▼▼▼

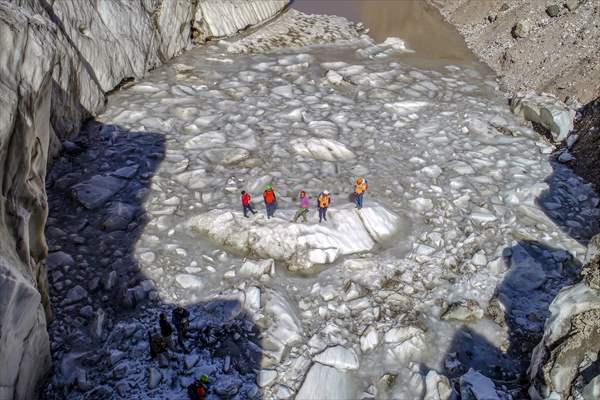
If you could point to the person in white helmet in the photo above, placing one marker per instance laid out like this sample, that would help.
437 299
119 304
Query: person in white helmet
323 202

▲▲▲

▶ [What is being asked] Print the records again exactly. Skip every picture.

▶ [Task output]
If you could point to the person in white helmet in the photo above, placing one marker per instance laid out like this sample, that would help.
437 299
119 304
Query: person in white helmet
323 202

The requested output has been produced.